## Begin Extracted records

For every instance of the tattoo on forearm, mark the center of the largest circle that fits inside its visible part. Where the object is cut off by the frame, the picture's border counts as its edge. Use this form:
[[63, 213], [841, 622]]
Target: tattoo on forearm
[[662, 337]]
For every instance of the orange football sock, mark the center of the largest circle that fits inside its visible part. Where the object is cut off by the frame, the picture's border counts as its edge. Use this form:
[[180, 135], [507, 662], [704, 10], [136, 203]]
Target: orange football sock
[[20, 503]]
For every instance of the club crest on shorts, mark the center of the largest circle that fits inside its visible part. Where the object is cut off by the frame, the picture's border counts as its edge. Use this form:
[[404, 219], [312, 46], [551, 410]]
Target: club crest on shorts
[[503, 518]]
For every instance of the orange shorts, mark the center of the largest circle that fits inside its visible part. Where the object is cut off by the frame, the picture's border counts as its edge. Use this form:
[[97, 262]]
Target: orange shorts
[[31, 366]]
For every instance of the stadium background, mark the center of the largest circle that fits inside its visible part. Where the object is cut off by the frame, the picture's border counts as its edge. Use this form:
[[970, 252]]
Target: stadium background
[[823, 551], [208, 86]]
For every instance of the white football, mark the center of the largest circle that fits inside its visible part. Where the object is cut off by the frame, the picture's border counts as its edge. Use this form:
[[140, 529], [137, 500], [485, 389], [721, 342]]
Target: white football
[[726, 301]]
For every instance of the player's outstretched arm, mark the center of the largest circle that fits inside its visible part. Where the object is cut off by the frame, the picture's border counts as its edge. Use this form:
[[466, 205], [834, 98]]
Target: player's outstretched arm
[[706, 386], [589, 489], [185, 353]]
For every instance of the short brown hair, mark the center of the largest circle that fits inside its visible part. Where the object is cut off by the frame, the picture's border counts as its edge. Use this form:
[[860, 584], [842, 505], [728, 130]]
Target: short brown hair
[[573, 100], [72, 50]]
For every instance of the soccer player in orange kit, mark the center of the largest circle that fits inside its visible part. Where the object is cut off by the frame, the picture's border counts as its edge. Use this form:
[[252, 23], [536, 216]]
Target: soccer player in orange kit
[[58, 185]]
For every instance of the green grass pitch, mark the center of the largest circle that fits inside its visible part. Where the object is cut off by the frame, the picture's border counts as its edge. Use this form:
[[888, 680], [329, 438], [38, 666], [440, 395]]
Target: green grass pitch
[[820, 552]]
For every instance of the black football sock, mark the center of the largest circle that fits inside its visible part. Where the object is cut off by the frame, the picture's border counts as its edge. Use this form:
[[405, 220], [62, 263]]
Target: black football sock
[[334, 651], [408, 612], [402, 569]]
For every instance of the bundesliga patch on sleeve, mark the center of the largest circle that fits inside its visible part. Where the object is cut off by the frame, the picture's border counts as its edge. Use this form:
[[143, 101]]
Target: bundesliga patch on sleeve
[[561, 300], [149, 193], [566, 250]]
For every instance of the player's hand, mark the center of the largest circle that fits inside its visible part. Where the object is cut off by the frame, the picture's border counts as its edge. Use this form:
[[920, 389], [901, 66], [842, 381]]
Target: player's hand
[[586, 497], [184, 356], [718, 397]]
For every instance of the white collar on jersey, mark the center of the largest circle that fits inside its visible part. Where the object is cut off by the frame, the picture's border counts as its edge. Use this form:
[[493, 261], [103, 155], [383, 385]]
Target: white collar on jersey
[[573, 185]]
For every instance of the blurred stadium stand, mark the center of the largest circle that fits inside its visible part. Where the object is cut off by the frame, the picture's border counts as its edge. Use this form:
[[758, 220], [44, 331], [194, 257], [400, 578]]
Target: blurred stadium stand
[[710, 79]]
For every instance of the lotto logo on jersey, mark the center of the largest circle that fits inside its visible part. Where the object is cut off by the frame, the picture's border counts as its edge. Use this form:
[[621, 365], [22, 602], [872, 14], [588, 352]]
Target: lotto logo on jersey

## End Extracted records

**Your task:**
Copy every one of the records above word for word, keeping each line unchanged and in its original order.

**Problem solution:**
For every instance of the tattoo on forearm, mark the center of the largest circle that fits inside its visible part. Where the object is cut off by the frame, the picture's border counts as its edge. Use this form:
[[63, 213], [841, 622]]
Target: tattoo on forearm
[[662, 337]]
For every instance of the orange football sock, mark the center of the largest circle that fits inside its visible part. Where the object is cut off by the frame, the picture's border counts as its edge. Use this form:
[[180, 135], [507, 662], [704, 10], [136, 203]]
Target: orange football sock
[[20, 503]]
For every instance of the club crest on shorts, mark the center of the largest circle that fits inside its visible part. Where the object is cut off by the frame, the picture's border counts as its edge. Use this form:
[[404, 219], [312, 46], [551, 410]]
Target: club crest on shorts
[[503, 518]]
For every instance of the orange shorts, mark the center of the largest circle that fits inside its visible part. Where the object is cut off by the frame, the picture's border counts as its edge. Use this form:
[[97, 262]]
Target: orange shorts
[[31, 366]]
For every instance of the stadium background, mark the center of the largest circle that fits inside its visible part. Where the object is cut off by the frame, the picture's border counts as its edge. Use this form:
[[970, 252]]
Target: stadium background
[[823, 551], [208, 86]]
For every instance of the white football, mark the center of the largest circle that fits inside its visible part. Where the object is cut off by the frame, the picture's border counts as its edge. Use this form:
[[140, 529], [137, 500], [485, 389], [721, 342]]
Target: white football
[[726, 301]]
For every instance of the player's outstretched arm, mark the center of the largest circle that fits inside its visible part. Where the object is cut off by the frame, the picture's border counts as its edge. Use this form:
[[466, 205], [834, 98]]
Target: player's outstretched arm
[[706, 386], [589, 489], [185, 353]]
For every instance of the short brown hair, mark the center of the largest circle that fits inside its visible part. Where the object is cut off by the frame, the picture's border counts as its edge. Use this form:
[[860, 584], [842, 505], [728, 130]]
Target: short brown hair
[[573, 100], [72, 50]]
For every instance of the soccer player in orange kit, mark the center of the largest circle that fits inside its visible part. Where the object is cut off by the frame, the picture's border counts as its edge. Use this form:
[[252, 23], [536, 216]]
Target: soccer player in orange kit
[[58, 185]]
For every instance of the green grass pitch, mark the center of the largest circle that fits inside its visible part. Where the object is cut off by the frame, the picture's border counts as its edge. Use this form:
[[888, 680], [329, 438], [38, 666], [440, 395]]
Target: green grass pitch
[[820, 552]]
For every instance of the black football sock, mark the center of the largest circle that fits inside its visible part. Where the object is cut off by the frame, the picture's border counts as its edge. Use this form:
[[405, 220], [62, 263]]
Target: black football sock
[[334, 651], [408, 612], [402, 569]]
For every instance of the bundesliga patch on sleeve, mark the center of the largest circle that fits inside its visible part. Where the object is cut off by the frame, the picture's border counts as its edge. Use this form:
[[143, 101]]
Target: bundesliga patch on sleeve
[[561, 300], [149, 193], [566, 250]]
For every instance of the player's hand, mark the center of the largest circle that fits inside its visible part. Where the object is cut off by the frame, the picture's border counts as its edge. Use this form:
[[920, 389], [901, 66], [842, 381]]
Target: player's hand
[[586, 497], [184, 356], [718, 397]]
For every instance of the white collar on jersey, mark the center of the largest circle that fits inside its visible part. Where the object is cut off by the frame, the picture's border counts as its edge. Use this form:
[[493, 261], [103, 155], [383, 385]]
Target: white collar on jersey
[[573, 185]]
For every instance of the blurred stadium stand, mark the center of the largest circle that fits inside its visible part. Where the object is cut off by the frame, the picture's border counts as its edge. Use this form:
[[758, 220], [44, 331], [194, 257], [400, 578]]
Target: blurred stadium stand
[[710, 79]]
For every instance of the lotto logo on jersey, mark the center of the largest circle that fits inside its visible part. Where the object is cut off by the frame, the picture's border counts as its edge. Use this form:
[[621, 365], [22, 602], [872, 14], [588, 352]]
Target: lotto logo on jersey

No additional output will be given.